• **Text passage**
>>>
FS#63825 - [linux] iwlwifi crash/hang on kernel 5.2

Attached to Project: Arch Linux
Opened by Chris Billington (chrisjbillington) - Wednesday, 18 September 2019, 15:25 GMT
Last edited by Allan McRae (Allan) - Sunday, 01 March 2020, 07:33 GMT
Task Type Bug Report
Category Packages: Core
Status Closed
Assigned To Tobias Powalowski (tpowa)
Jan Alexander Steffens (heftig)
Architecture x86_64
Severity Low
Priority Normal
Reported Version
Due in Version Undecided
Due Date Undecided
Percent Complete 100%
Votes 0
Private No

Details

For the last couple of weeks, on the regular Arch kernel (presently 5.2.14.arch2-1) I have been getting regular wifi crashes/hangs. My wifi drops out, and the mouse (laptop trackpad) on my system freezes (I am on Xorg so this is not a wayland issue). Eventually (~10 seconds) wifi returns, though about half the time, my mouse remains frozen (other times it unfreezes and my system apparently returns to normal). Keyboard works in either case however and I can continue to use my machine via the keyboard, everything else including wifi seems functional.

I am on a Dell precision 5520 which has an intel wifi card listed by lspci as:

02:00.0 Network controller: Intel Corporation Wireless 8265 / 8275 (rev 78)

The hang/crash only occurs on a specific wireless network at one of my workplaces - it does not occur on my home network or at another workplace. It seems to perhaps correlate with network activity, that is, the hang usually occurs immediately upon trying to load a webpage or something else that would create network activity. But the hangs are rare enough that this could be a spurious association I'm making, not very scientific.

The hang does does not occur if I boot the LTS kernel (presently 4.19.73-1-lts).

Steps to reproduce for me are to boot the regular kernel, connect to my work wifi and use internet normally for about an hour.

Dmesg output attached (dmesg.log) - it should contain exactly one hang/crash right at the end. This is the full output of mesg, but doesn't seem to go all the way back to the last reboot, presumably because I hadn't rebooted for several days.

After rebooting into the LTS kernel I see similar output in dmesg (attached: dmesg-lts.log), but I do not notice any hangs or wifi dropouts.

When running the LTS kernel, dmesg output contains a line:

iwlwifi 0000:02:00.0: Hardware error detected. Restarting.

So it is possible the driver knows what's up and that it is indeed a hardware failure, though the fact that behaviour differs between LTS and latest kernels makes me suspect it might be a driver issue and not a hardware issue (or perhaps a regression in how the driver handles a hardware issue).
<<<
• **Dataset entries**
>>>
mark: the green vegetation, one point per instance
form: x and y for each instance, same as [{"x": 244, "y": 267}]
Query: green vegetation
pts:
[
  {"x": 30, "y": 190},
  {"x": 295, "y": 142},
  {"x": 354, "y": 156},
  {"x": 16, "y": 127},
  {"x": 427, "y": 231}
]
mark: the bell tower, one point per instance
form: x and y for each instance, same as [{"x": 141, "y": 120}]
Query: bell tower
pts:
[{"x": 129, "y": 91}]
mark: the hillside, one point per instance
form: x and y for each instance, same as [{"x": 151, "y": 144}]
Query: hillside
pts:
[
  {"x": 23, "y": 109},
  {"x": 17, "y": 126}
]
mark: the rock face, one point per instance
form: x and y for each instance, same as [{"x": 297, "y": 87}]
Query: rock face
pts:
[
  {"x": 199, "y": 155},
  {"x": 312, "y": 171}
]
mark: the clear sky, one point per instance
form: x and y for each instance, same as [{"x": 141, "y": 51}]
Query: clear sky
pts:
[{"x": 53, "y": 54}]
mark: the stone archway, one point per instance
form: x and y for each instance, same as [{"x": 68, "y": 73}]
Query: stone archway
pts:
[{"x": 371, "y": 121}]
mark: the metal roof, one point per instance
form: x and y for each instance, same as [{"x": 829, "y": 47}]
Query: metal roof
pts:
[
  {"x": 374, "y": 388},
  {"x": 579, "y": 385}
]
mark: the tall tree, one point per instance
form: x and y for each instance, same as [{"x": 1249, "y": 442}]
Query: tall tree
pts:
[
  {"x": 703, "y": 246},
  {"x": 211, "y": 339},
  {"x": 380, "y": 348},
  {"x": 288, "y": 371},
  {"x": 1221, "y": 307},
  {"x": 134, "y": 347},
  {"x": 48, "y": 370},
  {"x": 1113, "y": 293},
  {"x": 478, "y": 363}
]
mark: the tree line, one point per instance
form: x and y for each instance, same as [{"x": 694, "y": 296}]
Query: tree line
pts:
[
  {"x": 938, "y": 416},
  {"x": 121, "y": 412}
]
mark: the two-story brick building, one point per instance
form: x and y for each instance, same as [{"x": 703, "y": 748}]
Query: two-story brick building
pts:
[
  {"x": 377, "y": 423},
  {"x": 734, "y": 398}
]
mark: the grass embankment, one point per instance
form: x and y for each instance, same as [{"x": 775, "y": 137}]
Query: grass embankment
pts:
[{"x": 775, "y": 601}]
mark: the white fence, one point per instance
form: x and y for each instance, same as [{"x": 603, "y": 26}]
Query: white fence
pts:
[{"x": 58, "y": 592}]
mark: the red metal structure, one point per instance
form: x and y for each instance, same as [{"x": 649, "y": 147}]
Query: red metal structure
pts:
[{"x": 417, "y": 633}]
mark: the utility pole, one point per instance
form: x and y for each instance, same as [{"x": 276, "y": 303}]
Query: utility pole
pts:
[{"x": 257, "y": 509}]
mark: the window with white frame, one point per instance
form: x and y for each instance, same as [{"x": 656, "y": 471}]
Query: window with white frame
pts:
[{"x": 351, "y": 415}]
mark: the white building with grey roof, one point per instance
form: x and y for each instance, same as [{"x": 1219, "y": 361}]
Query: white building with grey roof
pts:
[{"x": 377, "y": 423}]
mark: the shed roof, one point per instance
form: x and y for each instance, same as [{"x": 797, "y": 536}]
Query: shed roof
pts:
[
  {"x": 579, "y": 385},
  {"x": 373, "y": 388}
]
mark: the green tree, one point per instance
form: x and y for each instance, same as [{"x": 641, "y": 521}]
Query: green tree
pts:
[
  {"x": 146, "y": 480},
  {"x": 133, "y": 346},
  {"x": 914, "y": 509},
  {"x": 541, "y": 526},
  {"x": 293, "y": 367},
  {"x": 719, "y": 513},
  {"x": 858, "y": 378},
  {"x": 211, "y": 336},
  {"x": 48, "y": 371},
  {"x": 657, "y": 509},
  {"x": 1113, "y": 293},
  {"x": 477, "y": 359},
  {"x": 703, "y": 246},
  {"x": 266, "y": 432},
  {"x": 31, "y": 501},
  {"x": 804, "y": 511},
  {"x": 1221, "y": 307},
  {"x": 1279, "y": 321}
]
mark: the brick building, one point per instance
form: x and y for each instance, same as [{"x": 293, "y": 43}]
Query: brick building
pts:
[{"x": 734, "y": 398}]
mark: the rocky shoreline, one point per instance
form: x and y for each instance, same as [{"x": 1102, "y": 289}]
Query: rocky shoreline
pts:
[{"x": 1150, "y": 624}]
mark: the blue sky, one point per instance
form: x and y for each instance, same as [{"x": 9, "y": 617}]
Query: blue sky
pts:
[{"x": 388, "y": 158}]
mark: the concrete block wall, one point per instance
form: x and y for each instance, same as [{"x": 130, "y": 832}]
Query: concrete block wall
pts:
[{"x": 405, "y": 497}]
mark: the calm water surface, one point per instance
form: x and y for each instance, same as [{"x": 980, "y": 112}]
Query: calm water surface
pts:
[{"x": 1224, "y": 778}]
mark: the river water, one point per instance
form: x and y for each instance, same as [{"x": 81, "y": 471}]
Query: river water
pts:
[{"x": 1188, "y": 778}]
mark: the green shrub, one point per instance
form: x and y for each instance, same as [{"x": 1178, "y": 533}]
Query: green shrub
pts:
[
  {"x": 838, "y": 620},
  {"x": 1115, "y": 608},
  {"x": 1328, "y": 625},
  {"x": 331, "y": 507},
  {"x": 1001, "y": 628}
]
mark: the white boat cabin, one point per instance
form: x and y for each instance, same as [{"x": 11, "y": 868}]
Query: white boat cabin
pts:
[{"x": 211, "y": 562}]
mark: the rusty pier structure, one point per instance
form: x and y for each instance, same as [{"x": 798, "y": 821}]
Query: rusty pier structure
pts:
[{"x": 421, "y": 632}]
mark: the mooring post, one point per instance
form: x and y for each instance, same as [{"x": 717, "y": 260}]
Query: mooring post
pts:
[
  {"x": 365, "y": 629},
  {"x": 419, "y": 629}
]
<<<
• **Objective**
Reproduce the text of the bug report word for word, between "After rebooting into" and "a hardware issue).", inclusive.

• **Answer to this task**
After rebooting into the LTS kernel I see similar output in dmesg (attached: dmesg-lts.log), but I do not notice any hangs or wifi dropouts.

When running the LTS kernel, dmesg output contains a line:

iwlwifi 0000:02:00.0: Hardware error detected. Restarting.

So it is possible the driver knows what's up and that it is indeed a hardware failure, though the fact that behaviour differs between LTS and latest kernels makes me suspect it might be a driver issue and not a hardware issue (or perhaps a regression in how the driver handles a hardware issue).